*Work to complete*.
Set the entries down once more, exactly as they are worded.

*Phrase grounding data*.
⟨
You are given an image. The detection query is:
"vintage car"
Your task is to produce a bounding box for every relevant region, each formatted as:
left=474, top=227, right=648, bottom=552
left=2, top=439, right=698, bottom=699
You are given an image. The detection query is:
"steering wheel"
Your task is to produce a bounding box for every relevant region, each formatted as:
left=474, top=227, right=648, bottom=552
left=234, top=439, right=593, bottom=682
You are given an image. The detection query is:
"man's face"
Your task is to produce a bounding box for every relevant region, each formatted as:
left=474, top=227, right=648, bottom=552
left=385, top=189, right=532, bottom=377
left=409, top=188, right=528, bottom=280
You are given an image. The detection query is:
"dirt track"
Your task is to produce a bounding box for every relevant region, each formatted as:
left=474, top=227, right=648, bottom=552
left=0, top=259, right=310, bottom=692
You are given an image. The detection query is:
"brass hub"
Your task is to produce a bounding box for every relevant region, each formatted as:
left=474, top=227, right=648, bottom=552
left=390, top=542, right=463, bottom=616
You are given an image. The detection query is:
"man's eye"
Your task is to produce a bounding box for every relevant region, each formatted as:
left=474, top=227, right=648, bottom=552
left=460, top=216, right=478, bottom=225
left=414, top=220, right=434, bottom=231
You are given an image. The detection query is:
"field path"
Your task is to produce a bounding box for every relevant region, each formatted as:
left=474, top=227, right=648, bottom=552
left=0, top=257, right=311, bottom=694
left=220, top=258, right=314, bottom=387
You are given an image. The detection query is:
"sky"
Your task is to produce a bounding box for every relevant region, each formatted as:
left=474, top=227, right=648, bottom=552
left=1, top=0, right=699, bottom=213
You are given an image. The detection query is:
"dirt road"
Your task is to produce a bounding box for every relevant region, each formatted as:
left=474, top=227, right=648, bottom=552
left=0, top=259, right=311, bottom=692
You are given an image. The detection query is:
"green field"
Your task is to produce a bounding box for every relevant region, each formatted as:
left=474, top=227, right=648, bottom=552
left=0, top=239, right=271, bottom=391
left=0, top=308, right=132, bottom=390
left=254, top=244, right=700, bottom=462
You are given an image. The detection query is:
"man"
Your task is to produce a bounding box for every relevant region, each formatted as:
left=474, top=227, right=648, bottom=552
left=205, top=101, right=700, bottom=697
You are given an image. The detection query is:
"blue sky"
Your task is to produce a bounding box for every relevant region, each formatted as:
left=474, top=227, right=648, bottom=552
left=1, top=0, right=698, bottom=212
⟩
*Response*.
You are given an image. The detection query is:
"vintage car"
Your task is to produce a bounding box for every relevant region, each formatted as:
left=474, top=227, right=648, bottom=552
left=2, top=439, right=698, bottom=699
You are given an image. The detection query is:
"steering wheel"
Your task is to produce a bounding box for every relevant region, each formatted as:
left=474, top=227, right=648, bottom=552
left=234, top=439, right=593, bottom=682
You are given an image. The detection query is:
"man's face"
Your task is to produce a bounding box for every relevant region, each formatted as:
left=474, top=227, right=648, bottom=552
left=385, top=189, right=532, bottom=377
left=409, top=188, right=528, bottom=280
You are given an image. The detection query is:
"dirt track"
Your task is to produce a bounding box for every relevant region, each formatted as:
left=474, top=227, right=648, bottom=552
left=0, top=259, right=310, bottom=692
You are given an image. The detection query is:
"brass hub"
Your task is to produce a bounding box for every relevant region, each formatted as:
left=474, top=227, right=648, bottom=552
left=390, top=542, right=463, bottom=616
You are given an image. The detection query is:
"man's eye"
Your task is to produce a bounding box for every relevant region, each formatted as:
left=474, top=227, right=648, bottom=552
left=460, top=216, right=478, bottom=225
left=414, top=220, right=434, bottom=231
You are given an image. The detection query is:
"field path"
Your task is to produce a bounding box for every relevant region, each formatted as:
left=474, top=227, right=648, bottom=552
left=0, top=257, right=311, bottom=694
left=220, top=258, right=314, bottom=387
You are given an image. The detection query is:
"sky"
Your task is to produce a bounding box for every relevant region, each formatted as:
left=474, top=227, right=648, bottom=552
left=1, top=0, right=699, bottom=213
You are given an image. The detection query is:
"dirt road"
Your task is to produce a bounding box for every relevant region, each formatted as:
left=474, top=227, right=648, bottom=552
left=0, top=259, right=311, bottom=692
You are given an image. The detection query is:
"green field"
Your task is to produce a bounding box for every relevant region, each formatted as:
left=474, top=227, right=648, bottom=552
left=0, top=239, right=271, bottom=391
left=0, top=308, right=132, bottom=390
left=254, top=244, right=700, bottom=462
You are given an image. The detection query is:
"man"
Your task is to produce a bounding box for every relevant region, each formatted as:
left=474, top=227, right=648, bottom=552
left=205, top=101, right=700, bottom=697
You are given an image. The detection query is:
"blue sky"
Your task is to produce a bounding box for every relevant region, each formatted as:
left=474, top=227, right=648, bottom=552
left=1, top=0, right=698, bottom=212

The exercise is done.